__PROVIDED DATA__:
==============================

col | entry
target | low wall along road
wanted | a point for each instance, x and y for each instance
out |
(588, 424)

==============================

__GIVEN INSTRUCTION__: Write out every line of the listing above word for word, with nothing added or left out.

__FINAL RESULT__:
col | entry
target | low wall along road
wanted | a point for each instance, x and y for each instance
out |
(588, 424)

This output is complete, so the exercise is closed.